Please rescale the whole listing below: write out every line again, requests included, with each pixel coordinate in the answers multiplied by 0.75 and rounded to a whole number, halves rounding up. Leave the pictures out of your reply.

── RECORD LIST

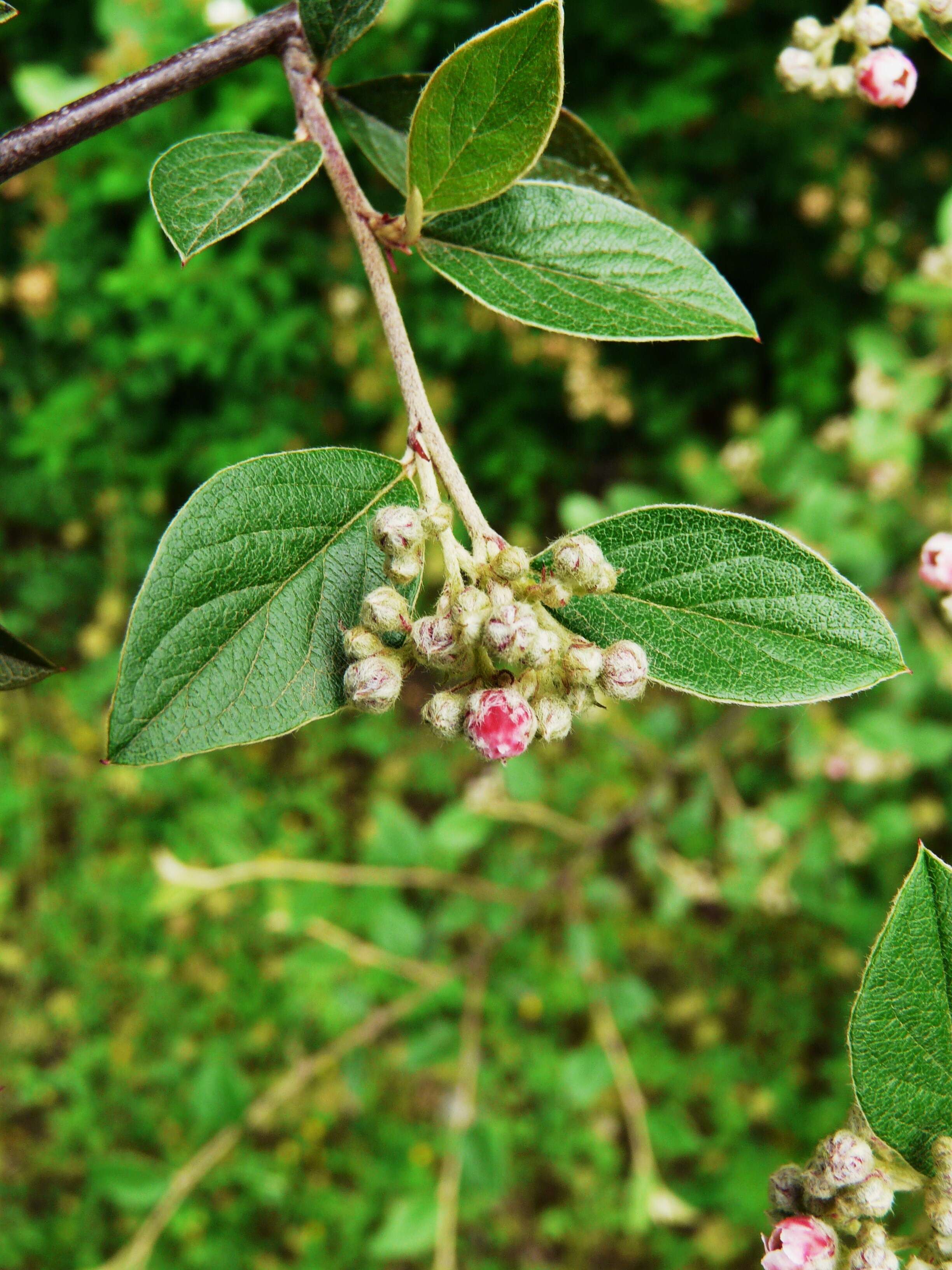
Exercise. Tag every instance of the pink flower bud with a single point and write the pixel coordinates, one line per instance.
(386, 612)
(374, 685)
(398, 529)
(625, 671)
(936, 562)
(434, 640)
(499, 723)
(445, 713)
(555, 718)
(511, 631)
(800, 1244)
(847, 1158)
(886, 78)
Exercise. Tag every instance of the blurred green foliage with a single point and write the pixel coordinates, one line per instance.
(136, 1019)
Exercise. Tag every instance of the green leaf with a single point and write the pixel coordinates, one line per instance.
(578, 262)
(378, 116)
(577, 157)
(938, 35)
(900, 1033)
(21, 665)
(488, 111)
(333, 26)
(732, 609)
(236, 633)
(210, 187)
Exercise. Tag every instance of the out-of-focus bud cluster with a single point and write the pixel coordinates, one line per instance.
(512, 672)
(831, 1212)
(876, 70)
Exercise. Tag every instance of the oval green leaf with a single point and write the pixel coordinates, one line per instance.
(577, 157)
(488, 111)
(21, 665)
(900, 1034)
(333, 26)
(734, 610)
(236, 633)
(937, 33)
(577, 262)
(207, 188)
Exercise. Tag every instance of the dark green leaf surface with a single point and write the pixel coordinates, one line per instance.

────

CORRECT RESPONSE:
Exercise. Tag every instance of the pink flower bud with a single point and write the pixel coordinates, one line per instance.
(290, 459)
(281, 514)
(299, 397)
(469, 503)
(702, 422)
(326, 480)
(374, 542)
(334, 535)
(416, 539)
(383, 473)
(600, 933)
(635, 869)
(665, 59)
Exercise. Tag every instance of the blurred green foliage with a single point and write the pixel coordinates, one line per instance.
(102, 764)
Exercise. Tag every instance of the green leaf with a single point and write the pixel coordinates, one line per instance.
(434, 197)
(284, 87)
(433, 118)
(704, 26)
(675, 775)
(16, 499)
(366, 83)
(250, 20)
(549, 457)
(177, 475)
(158, 140)
Exercise. Tag every instance of the out-of-focus bud cluster with a single point and write the pixel coordinates, one line per instance.
(384, 504)
(623, 909)
(657, 53)
Exercise. Tag every instance of the oval green leaf with a single point and write the pixel coordinates, one line per instance.
(433, 118)
(366, 83)
(16, 499)
(675, 776)
(250, 20)
(551, 458)
(177, 475)
(703, 25)
(433, 197)
(155, 141)
Exercise. Tag every instance of the dark green leaf surface with a single point and write the pixel coordinates, one line per instance.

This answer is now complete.